** Start of Text excerpt **

- Talkh Ab Rural District Location within Iran
- Coordinates: 34°41′N 49°35′E﻿ / ﻿34.683°N 49.583°E
- Country: Iran
- Province: Markazi
- County: Farahan
- District: Khenejin
- Established: 2011
- Capital: Talkh Ab

Population (2016)
- • Total: 6,684
- Time zone: UTC+3:30 (IRST)

= Talkh Ab Rural District =

Rural district in Markazi province, Iran

Talkh Ab Rural District (دهستان تلخ اب) is in Khenejin District of Farahan County, Markazi province, Iran. It is administered from the city of Talkh Ab.

==History==
In 2011, Khenejin Rural District was separated from Komijan County, and the former Farahan District was separated from Tafresh County, in the establishment of Farahan County. Talkh Ab Rural District was created in the new Khenejin District.

** End of Text excerpt **
** Start of Stored records **

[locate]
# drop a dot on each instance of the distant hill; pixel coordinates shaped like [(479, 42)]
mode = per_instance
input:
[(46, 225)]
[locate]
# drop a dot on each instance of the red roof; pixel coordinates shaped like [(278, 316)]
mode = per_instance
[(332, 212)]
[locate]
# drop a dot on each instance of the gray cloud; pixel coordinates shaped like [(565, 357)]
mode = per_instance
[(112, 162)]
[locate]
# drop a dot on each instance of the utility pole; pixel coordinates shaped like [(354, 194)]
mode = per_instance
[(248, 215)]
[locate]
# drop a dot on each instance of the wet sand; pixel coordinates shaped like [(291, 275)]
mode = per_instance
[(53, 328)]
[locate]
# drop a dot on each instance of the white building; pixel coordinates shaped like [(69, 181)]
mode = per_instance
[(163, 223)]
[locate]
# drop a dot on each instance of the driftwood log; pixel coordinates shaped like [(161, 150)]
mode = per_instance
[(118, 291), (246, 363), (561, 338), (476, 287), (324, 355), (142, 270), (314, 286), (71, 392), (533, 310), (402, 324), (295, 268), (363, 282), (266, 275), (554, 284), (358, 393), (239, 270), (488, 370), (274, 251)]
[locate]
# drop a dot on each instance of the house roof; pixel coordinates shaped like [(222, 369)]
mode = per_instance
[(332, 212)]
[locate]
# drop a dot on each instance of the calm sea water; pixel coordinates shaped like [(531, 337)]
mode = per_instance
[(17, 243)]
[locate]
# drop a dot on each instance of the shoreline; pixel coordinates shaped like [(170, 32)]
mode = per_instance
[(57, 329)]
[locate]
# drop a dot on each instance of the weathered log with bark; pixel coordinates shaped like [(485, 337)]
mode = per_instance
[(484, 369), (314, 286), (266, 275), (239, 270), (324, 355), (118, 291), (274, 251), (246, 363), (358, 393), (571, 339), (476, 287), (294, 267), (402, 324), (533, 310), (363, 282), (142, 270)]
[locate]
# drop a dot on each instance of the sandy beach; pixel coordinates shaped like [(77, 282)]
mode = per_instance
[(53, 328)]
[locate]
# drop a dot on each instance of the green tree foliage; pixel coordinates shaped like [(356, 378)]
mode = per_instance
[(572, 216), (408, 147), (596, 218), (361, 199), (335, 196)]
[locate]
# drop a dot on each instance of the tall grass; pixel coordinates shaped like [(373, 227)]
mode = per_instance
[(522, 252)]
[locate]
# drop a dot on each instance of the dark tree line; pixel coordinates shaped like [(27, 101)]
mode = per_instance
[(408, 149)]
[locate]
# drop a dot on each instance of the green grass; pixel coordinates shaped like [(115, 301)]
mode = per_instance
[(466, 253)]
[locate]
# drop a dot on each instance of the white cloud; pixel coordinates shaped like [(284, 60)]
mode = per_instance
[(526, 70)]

** End of Stored records **

> **Exercise instructions**:
#1 Please copy the Talkh Ab Rural District text starting at "Population (2016)" and ending at "of Talkh Ab.", renaming "Markazi province" to "Markazi Province" wherever it occurs.
#2 Go on with the text about Talkh Ab Rural District from its last sentence.

> **Outputs for the tasks**:
#1
Population (2016)
- • Total: 6,684
- Time zone: UTC+3:30 (IRST)

= Talkh Ab Rural District =

Rural district in Markazi Province, Iran

Talkh Ab Rural District (دهستان تلخ اب) is in Khenejin District of Farahan County, Markazi Province, Iran. It is administered from the city of Talkh Ab.

#2
==Demographics==
===Population===
At the time of the 2011 census, the rural district's population was 7,027 in 2,049 households. The 2016 census measured the population of the rural district as 6,684 in 2,134 households. The most populous of its 11 villages was Talkh Ab (now a city), with 3,442 people.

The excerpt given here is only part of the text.